[Catatan tersimpan]
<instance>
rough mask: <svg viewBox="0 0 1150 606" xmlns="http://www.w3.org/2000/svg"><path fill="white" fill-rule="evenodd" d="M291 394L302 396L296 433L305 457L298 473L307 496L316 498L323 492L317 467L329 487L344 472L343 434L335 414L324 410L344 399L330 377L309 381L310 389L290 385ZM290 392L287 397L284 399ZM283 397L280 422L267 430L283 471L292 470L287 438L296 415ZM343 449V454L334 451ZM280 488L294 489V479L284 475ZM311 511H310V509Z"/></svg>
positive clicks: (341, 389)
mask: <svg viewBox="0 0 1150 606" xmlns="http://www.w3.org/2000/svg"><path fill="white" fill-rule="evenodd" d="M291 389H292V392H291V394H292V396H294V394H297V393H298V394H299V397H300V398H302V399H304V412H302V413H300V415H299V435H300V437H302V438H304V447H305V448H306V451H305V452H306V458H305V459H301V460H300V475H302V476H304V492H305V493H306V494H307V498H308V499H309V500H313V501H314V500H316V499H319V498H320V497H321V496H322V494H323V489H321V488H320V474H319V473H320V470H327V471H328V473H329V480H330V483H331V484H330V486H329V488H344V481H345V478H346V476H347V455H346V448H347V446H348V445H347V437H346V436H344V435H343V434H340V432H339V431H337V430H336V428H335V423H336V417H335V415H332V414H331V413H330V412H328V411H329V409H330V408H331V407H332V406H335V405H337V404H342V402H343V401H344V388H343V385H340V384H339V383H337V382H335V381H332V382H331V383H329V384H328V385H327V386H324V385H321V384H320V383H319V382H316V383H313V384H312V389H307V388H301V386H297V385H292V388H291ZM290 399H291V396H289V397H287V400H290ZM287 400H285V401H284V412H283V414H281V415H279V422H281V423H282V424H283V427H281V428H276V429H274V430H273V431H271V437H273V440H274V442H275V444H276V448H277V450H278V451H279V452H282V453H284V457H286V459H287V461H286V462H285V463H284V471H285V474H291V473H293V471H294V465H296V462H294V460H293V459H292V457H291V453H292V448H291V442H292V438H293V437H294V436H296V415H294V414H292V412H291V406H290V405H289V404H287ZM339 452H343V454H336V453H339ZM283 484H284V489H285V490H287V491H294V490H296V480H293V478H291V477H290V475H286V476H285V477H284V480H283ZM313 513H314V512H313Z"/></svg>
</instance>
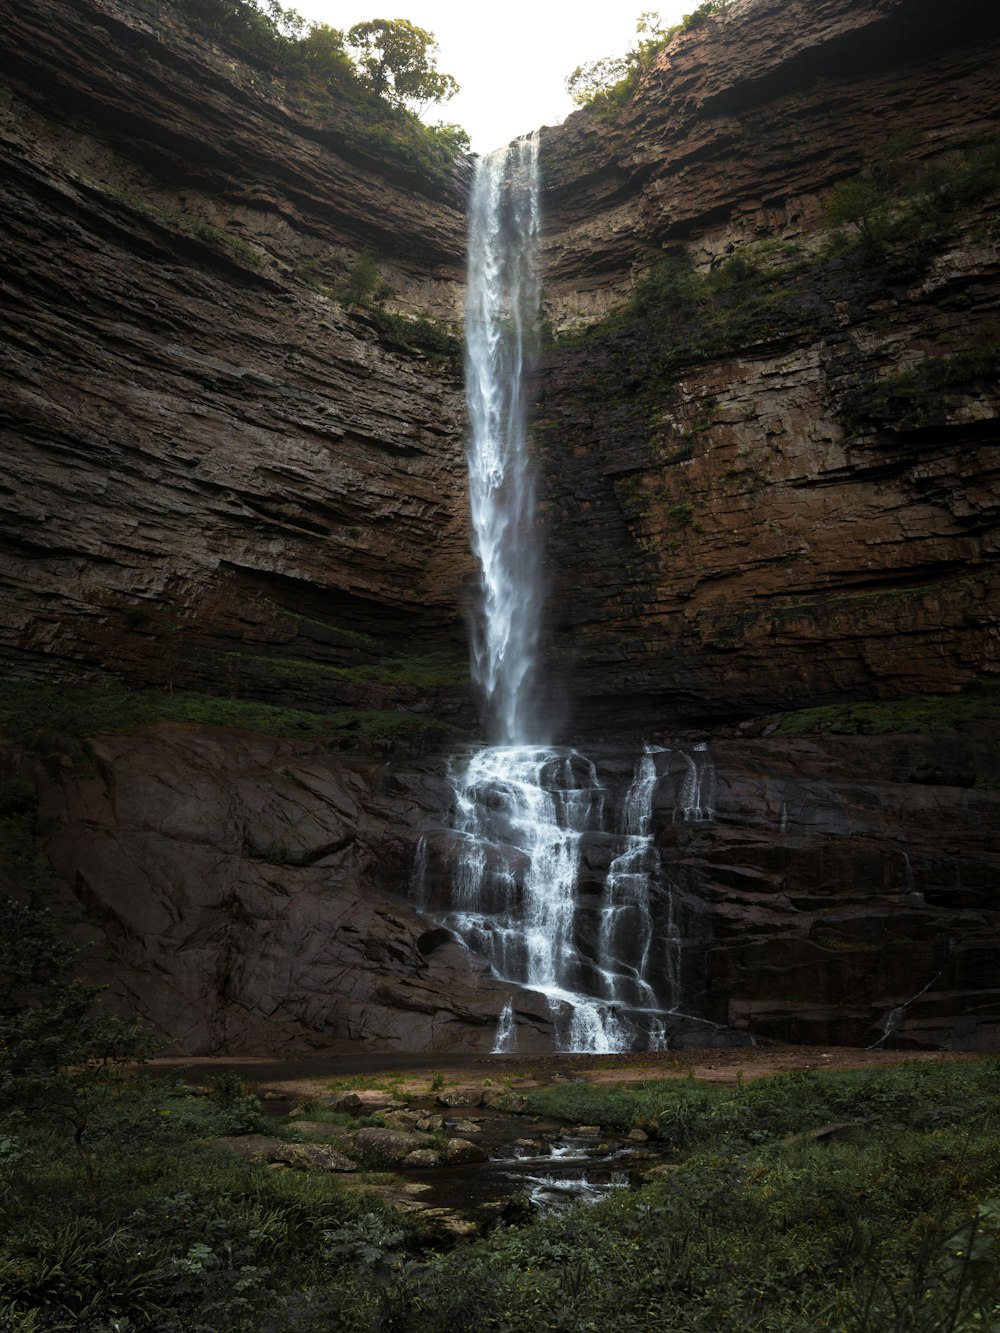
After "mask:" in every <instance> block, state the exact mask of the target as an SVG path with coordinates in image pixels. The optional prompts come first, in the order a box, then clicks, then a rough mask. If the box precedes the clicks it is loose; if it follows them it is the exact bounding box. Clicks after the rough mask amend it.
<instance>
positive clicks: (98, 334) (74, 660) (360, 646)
mask: <svg viewBox="0 0 1000 1333" xmlns="http://www.w3.org/2000/svg"><path fill="white" fill-rule="evenodd" d="M0 49H1V52H3V71H4V73H3V103H1V105H0V156H1V157H3V173H1V179H3V184H1V185H0V200H1V203H0V207H3V212H4V228H3V239H1V240H0V249H1V255H0V260H1V263H3V303H4V311H5V339H4V349H3V375H4V380H5V391H4V399H3V405H1V407H0V432H1V439H3V449H4V457H5V469H4V472H5V475H4V479H3V489H1V492H0V493H1V495H3V501H1V508H3V564H1V567H0V569H1V573H0V579H3V597H4V604H5V608H7V612H5V616H4V620H3V631H1V632H0V655H1V656H3V660H5V661H7V664H8V668H9V669H13V670H15V672H16V673H24V672H25V670H29V672H32V673H35V674H37V673H47V674H56V676H59V677H65V678H75V680H101V678H115V680H125V681H128V682H131V684H148V685H169V688H175V686H184V688H197V689H208V690H211V692H216V693H217V692H223V693H225V692H231V693H236V694H237V696H239V694H249V696H251V697H257V698H269V700H279V701H281V700H284V701H288V700H289V698H291V700H293V701H296V702H305V704H311V705H312V706H319V705H325V706H329V705H331V704H337V702H341V704H355V705H360V706H367V705H371V704H372V702H373V704H376V705H381V706H387V705H395V704H399V702H400V701H401V702H403V704H404V705H405V706H417V708H420V706H427V700H425V698H424V700H423V701H421V698H420V696H419V692H416V693H415V692H413V690H409V693H407V692H405V690H403V693H400V690H399V689H393V688H391V685H387V684H385V682H384V681H383V688H380V686H379V678H377V677H379V670H380V664H383V665H384V663H385V661H389V663H392V661H395V660H396V659H397V657H399V655H405V653H408V655H417V656H420V655H429V656H435V655H437V656H443V657H447V659H448V661H449V663H453V661H457V663H463V661H464V657H465V648H464V631H463V624H461V591H463V585H464V583H465V580H467V579H468V577H469V572H471V557H469V549H468V537H467V520H465V504H464V460H463V405H461V387H460V344H459V343H457V340H456V336H455V331H453V328H451V327H449V325H448V324H447V323H445V324H444V325H443V324H441V321H443V320H444V321H451V320H453V319H455V317H456V311H457V308H459V301H460V281H461V275H463V271H464V244H465V241H464V232H465V227H464V199H465V180H464V179H463V177H461V175H460V173H459V172H457V169H456V168H451V169H440V171H436V172H429V171H428V169H424V168H421V167H420V165H419V164H416V163H413V161H409V160H408V159H407V157H405V155H404V153H403V155H401V153H399V152H396V153H395V155H393V152H392V151H391V147H392V145H388V147H387V145H385V144H381V145H380V144H379V143H377V133H376V132H375V131H377V127H375V129H373V128H372V125H371V124H368V123H367V121H365V116H364V108H359V105H356V104H353V103H351V101H349V100H348V99H340V100H339V101H337V100H331V101H328V104H325V105H321V107H319V108H316V107H312V105H309V104H307V103H305V101H304V100H303V99H300V100H297V101H296V100H295V99H293V97H292V96H291V93H288V92H287V89H285V87H284V84H283V83H281V81H280V80H279V79H277V76H276V75H275V72H273V71H268V69H267V68H260V67H255V65H253V64H248V63H247V60H245V59H240V57H239V52H233V51H231V49H227V48H224V47H221V45H219V44H217V43H213V41H211V40H208V39H207V37H204V36H199V35H196V33H193V32H192V31H191V29H189V28H188V27H187V25H185V24H184V21H183V19H181V15H180V11H177V9H176V8H173V7H171V5H160V4H153V3H148V4H147V3H139V4H128V5H125V4H119V3H116V0H83V3H79V0H51V3H45V4H44V5H35V4H33V5H21V4H15V3H3V5H0ZM363 255H369V256H372V257H373V259H375V261H376V265H377V269H379V276H380V280H381V281H384V283H387V284H388V285H389V287H391V288H392V289H393V297H392V305H391V311H395V313H396V317H395V319H388V320H387V319H385V317H384V313H383V312H379V311H365V309H361V308H359V307H356V305H355V307H347V305H345V303H344V301H341V300H337V299H336V296H335V292H336V291H337V289H339V288H341V287H343V285H344V283H345V280H348V279H349V277H351V273H352V272H353V271H355V268H356V265H357V261H359V257H360V256H363ZM415 315H431V316H433V317H435V319H436V321H437V323H435V324H433V325H429V324H428V323H427V321H424V323H420V321H415V320H413V319H412V316H415ZM428 329H431V331H432V332H436V333H437V337H436V340H435V345H433V348H431V349H428V348H427V347H424V345H423V344H421V337H423V339H424V341H427V332H428ZM276 661H280V664H281V669H280V670H279V669H277V667H276V665H275V663H276ZM319 667H329V668H332V669H331V670H328V672H325V673H323V674H320V676H317V674H316V670H312V672H311V670H309V669H311V668H319ZM352 668H361V669H363V672H367V673H368V676H369V677H372V678H369V680H368V682H367V684H365V686H364V689H360V688H359V685H357V682H356V681H355V682H352V681H351V680H349V678H347V677H345V676H344V674H343V670H344V669H348V670H349V669H352ZM337 670H340V674H337ZM387 670H388V669H387ZM461 673H463V668H461V667H459V668H457V674H459V676H461ZM383 674H385V672H383ZM388 676H389V677H393V678H395V677H396V676H399V672H396V673H395V676H393V672H392V670H388ZM452 694H453V696H455V697H453V702H452V708H453V709H457V710H459V712H461V710H463V708H464V702H463V700H464V690H463V689H461V688H459V689H457V690H452ZM435 706H436V708H439V709H440V708H443V706H444V705H443V702H441V698H440V696H439V697H436V701H435ZM445 710H447V709H445Z"/></svg>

**Tujuan Latihan:** Tolong salin ulang tanpa perubahan baris-baris catatan mulai dari baris yang memuat "</instance>" hingga dan termasuk baris yang memuat "positive clicks: (98, 334)". Gambar tidak perlu dimasukkan ke dalam jawaban.

**Kotak Jawaban:**
</instance>
After "mask:" in every <instance> block, state the exact mask of the target as an SVG path with coordinates in image pixels. The optional prompts come first, in the order a box, then clicks, then a rough mask. If the box precedes the clicks it is loose; if it follows them it is the exact bounding box. Clicks after the rough mask amend it.
<instance>
positive clicks: (98, 334) (74, 660) (360, 646)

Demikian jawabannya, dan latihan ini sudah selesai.